Problem requirements.
Your task is to quote the material that follows, in full and exactly.

[A run of records]
————

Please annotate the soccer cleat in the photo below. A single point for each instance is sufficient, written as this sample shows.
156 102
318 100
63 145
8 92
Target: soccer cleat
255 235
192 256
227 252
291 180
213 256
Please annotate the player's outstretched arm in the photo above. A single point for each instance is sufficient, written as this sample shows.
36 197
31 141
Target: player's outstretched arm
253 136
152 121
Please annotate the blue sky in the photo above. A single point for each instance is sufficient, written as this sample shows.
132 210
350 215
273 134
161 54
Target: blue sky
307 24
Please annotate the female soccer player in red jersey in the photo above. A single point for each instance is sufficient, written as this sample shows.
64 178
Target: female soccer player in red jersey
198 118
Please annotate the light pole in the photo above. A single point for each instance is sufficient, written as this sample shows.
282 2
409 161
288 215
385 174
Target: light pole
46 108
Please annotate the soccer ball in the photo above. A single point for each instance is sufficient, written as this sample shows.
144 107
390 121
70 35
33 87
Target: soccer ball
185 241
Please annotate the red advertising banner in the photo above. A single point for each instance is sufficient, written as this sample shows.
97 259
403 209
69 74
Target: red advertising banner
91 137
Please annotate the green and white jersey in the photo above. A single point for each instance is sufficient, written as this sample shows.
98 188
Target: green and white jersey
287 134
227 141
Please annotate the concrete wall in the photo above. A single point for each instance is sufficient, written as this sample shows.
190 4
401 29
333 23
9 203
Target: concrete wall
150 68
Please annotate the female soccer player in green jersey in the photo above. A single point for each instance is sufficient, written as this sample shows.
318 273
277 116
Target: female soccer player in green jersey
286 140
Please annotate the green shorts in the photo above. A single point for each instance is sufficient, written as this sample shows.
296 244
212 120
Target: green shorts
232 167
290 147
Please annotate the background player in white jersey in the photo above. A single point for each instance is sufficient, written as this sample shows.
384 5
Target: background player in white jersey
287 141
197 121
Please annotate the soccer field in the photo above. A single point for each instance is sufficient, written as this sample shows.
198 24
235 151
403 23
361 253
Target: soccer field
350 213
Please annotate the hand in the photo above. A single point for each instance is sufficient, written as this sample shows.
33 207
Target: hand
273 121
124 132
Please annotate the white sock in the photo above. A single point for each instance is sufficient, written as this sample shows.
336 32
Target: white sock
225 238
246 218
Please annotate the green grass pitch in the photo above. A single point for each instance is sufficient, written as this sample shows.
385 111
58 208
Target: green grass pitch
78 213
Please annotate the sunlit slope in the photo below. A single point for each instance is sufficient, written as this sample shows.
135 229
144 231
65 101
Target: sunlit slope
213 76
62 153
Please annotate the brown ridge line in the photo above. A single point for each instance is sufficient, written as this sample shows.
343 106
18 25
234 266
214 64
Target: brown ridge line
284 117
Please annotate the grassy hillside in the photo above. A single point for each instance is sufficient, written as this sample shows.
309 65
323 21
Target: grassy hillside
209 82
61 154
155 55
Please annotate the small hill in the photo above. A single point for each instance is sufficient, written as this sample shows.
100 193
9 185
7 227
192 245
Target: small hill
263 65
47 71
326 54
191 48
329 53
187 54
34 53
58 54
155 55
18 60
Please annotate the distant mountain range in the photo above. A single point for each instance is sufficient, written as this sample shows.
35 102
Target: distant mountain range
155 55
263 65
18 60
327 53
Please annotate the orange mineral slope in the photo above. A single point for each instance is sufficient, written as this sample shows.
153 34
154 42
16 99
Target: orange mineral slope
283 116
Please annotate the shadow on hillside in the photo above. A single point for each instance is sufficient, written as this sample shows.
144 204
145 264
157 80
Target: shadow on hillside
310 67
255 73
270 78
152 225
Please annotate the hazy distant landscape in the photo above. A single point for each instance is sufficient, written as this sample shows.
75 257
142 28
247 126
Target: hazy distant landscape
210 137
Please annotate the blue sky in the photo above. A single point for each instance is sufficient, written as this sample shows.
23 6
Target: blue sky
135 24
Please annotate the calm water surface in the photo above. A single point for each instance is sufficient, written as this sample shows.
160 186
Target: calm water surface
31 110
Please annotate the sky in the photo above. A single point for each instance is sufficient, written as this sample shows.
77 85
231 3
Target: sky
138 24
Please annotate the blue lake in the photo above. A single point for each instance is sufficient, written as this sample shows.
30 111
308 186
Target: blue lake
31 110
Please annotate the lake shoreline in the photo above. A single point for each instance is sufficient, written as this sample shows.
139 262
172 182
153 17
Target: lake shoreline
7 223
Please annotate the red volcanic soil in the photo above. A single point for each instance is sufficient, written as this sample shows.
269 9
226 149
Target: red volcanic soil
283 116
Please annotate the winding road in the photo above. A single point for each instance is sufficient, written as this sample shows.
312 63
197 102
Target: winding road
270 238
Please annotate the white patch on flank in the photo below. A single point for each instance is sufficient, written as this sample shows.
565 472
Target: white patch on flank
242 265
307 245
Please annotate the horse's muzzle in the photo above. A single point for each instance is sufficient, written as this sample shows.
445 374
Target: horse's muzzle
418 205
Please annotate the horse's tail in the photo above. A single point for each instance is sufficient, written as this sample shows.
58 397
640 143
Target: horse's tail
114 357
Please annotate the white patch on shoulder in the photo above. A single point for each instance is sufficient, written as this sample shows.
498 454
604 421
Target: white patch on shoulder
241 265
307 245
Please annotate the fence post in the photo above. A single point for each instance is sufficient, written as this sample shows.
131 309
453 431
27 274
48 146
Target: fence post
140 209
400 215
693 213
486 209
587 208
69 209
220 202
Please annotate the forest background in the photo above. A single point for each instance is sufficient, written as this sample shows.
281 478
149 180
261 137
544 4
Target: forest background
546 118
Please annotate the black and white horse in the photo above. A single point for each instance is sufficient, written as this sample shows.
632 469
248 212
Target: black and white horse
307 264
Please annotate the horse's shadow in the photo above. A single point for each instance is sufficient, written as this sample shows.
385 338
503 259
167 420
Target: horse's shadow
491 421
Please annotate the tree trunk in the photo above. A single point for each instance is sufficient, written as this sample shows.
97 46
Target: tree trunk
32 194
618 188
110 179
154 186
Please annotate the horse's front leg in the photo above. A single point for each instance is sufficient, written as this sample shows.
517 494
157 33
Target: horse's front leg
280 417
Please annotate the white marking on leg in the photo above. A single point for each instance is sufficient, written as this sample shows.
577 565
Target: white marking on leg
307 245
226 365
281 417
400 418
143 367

————

Solution below.
Please annotate the soccer cleat in the photo below. A single point for each instance is sufficient, written as this sample shows.
156 102
318 100
63 145
8 92
Target: soccer cleat
255 235
192 256
227 252
291 180
213 256
Please annotate the player's outstretched arm in the photo above. A single point for each instance is sufficient, written as this sample shows.
36 197
31 141
Target: player's outstretched arm
253 136
152 121
Please annotate the blue sky in the photo above. A single point for each instance is sufficient, written as this sample shows.
132 210
350 215
273 134
161 54
Target: blue sky
307 24
Please annotate the female soccer player in red jersey in the photo above. A single point for each instance is sufficient, written as this sample shows.
64 178
Target: female soccer player in red jersey
198 118
Please annotate the light pole in the photo above. A single point for each instance is sufficient, written as this sample shows.
282 2
409 161
288 215
385 174
Target: light pole
46 108
Please annotate the soccer ball in the photo above. A single point for each instance is sufficient, written as this sample shows.
144 107
390 121
70 35
33 87
Target: soccer ball
185 241
Please annotate the red advertising banner in the photo above. A single point for each instance is sufficient, written as this sample shows.
97 259
403 209
69 74
Target: red advertising banner
91 137
Please annotate the green and white jersey in the photo above. A single point for each instance is sufficient, written as this sample shows.
98 188
Target: green and white jersey
287 134
227 141
Please annotate the concrete wall in the photo above. A single point for each instance is sufficient, written as this sample shows.
190 4
401 29
333 23
9 203
Target: concrete wall
150 68
Please annotate the female soccer player in green jersey in the photo above. A single point for each instance is sufficient, written as this sample shows.
318 273
277 116
Target: female soccer player in green jersey
286 140
Please annotate the green shorts in the photo above. A single point for each instance is sufficient, written as this sample shows.
296 244
212 120
Target: green shorts
232 167
290 147
Please annotate the background player in white jersey in the photo above. A single point for each instance is sufficient, written as this sample shows.
384 5
Target: background player in white jersey
287 141
197 121
Please annotate the soccer field in the photo above. A single point for each instance is sufficient, written as this sample shows.
198 24
235 151
403 23
361 253
Target: soccer field
350 213
Please annotate the hand in the photo above. A single point for each instance is sufficient, written as this sample shows.
33 207
Target: hand
273 121
124 132
Please annotate the white sock in the photo above. A single point for each instance is sufficient, written as this sample shows.
336 32
Target: white sock
225 238
246 218
Please annotate the green grass pitch in the photo above. A single point for each instance is sufficient, written as this sample shows.
385 111
58 208
Target: green grass pitch
78 213
Please annotate the sunlit slope in the photo below. A single point for each instance is sufficient, written as this sample shows.
135 229
144 231
65 101
Target: sunlit slope
213 76
62 153
Please annotate the brown ridge line in the photo above. A single point for each instance is sufficient, written as this sample shows.
343 106
18 25
234 266
214 64
Target: brown ridge line
284 117
Please annotate the grassy hillside in the photo above. A single point for each instance is sufficient, written as this sample shows.
309 65
323 21
Target: grassy hillside
209 82
61 154
155 55
Please annotate the small hill in the photo above. A single point for each instance is sufficient, written as this sample shows.
100 193
9 185
7 227
192 245
Target: small hill
263 65
47 71
326 54
191 48
329 53
187 54
34 53
58 54
155 55
18 60
Please annotate the distant mountain range in the photo above. A single point for each instance is sufficient, written as this sample shows.
35 102
Target: distant mountain range
155 55
263 65
18 60
327 53
Please annotate the orange mineral slope in the photo above. A single point for each instance is sufficient, written as this sample shows.
153 34
154 42
16 99
Target: orange mineral slope
283 116
Please annotate the shadow on hillside in the photo above. A single point for each instance is sufficient, written as this sample shows.
144 204
145 264
157 80
Target: shadow on hillside
310 67
255 73
270 78
152 225
Please annotate the hazy distant landscape in the photo above. A single point for each instance is sufficient, written as this sample shows.
75 257
142 28
247 126
Target: hazy distant landscape
210 137
Please annotate the blue sky in the photo above. A single point for each instance is sufficient, written as this sample shows.
23 6
Target: blue sky
135 24
Please annotate the calm water surface in the photo above. A single point for each instance is sufficient, written as this sample shows.
160 186
Target: calm water surface
31 110
Please annotate the sky in the photo above. A single point for each instance is sufficient, written as this sample shows.
77 85
231 3
Target: sky
138 24
Please annotate the blue lake in the photo above. A single point for each instance is sufficient, written as this sample shows.
30 111
308 186
Target: blue lake
31 110
Please annotate the lake shoreline in the photo above. A single point for each instance is sufficient, written as this sample shows.
139 262
172 182
153 17
Target: lake shoreline
7 223
Please annotate the red volcanic soil in the photo above. A single point for each instance is sufficient, written as this sample shows.
269 9
226 149
Target: red volcanic soil
283 116
Please annotate the winding road in the photo above. A single point for each instance is sufficient, written as this sample shows.
312 63
197 102
Target: winding road
270 238
Please annotate the white patch on flank in the photo below. A single point for each instance is sufficient, written as this sample shows.
565 472
Target: white patch on flank
242 265
307 245
Please annotate the horse's muzzle in the photo above. A single point for each instance is sufficient, written as this sample shows.
445 374
Target: horse's muzzle
418 205
Please annotate the horse's tail in the photo above. A single point for each instance is sufficient, written as this sample shows.
58 397
640 143
Target: horse's tail
114 357
Please annotate the white patch on shoulder in the photo above. A single point for each instance is sufficient, written as this sample shows.
498 454
604 421
Target: white patch on shoulder
241 265
307 245
Please annotate the fence post in the photo above. A single point for each instance is sufficient, written as this sample shows.
131 309
453 431
27 274
48 146
Target: fence post
140 209
400 215
693 213
486 209
587 208
69 209
220 202
Please annotate the forest background in the photo above. A single point for each instance is sufficient, written as this sample shows.
281 478
149 180
261 137
544 4
Target: forest background
546 118
Please annotate the black and white horse in the photo above. A single point for each instance is sufficient, written as this sample shows.
632 469
248 212
Target: black and white horse
307 264
Please annotate the horse's shadow in the photo above. A single point for each instance is sufficient, written as this sample shows.
385 338
503 259
167 420
Target: horse's shadow
491 421
Please annotate the tree trunk in the photo above. A single point for each instance is sufficient, written as this sample shows.
97 46
Target: tree trunk
32 194
618 188
110 179
154 186
Please annotate the horse's front leg in the photo above. A single point for each instance is sufficient, written as this sample shows.
517 494
157 33
Target: horse's front leg
280 417
Please annotate the white marking on leg in the photo above. A single point for each instance is sufficient, written as this sample shows.
577 565
Target: white marking on leg
307 245
226 365
281 417
400 418
143 367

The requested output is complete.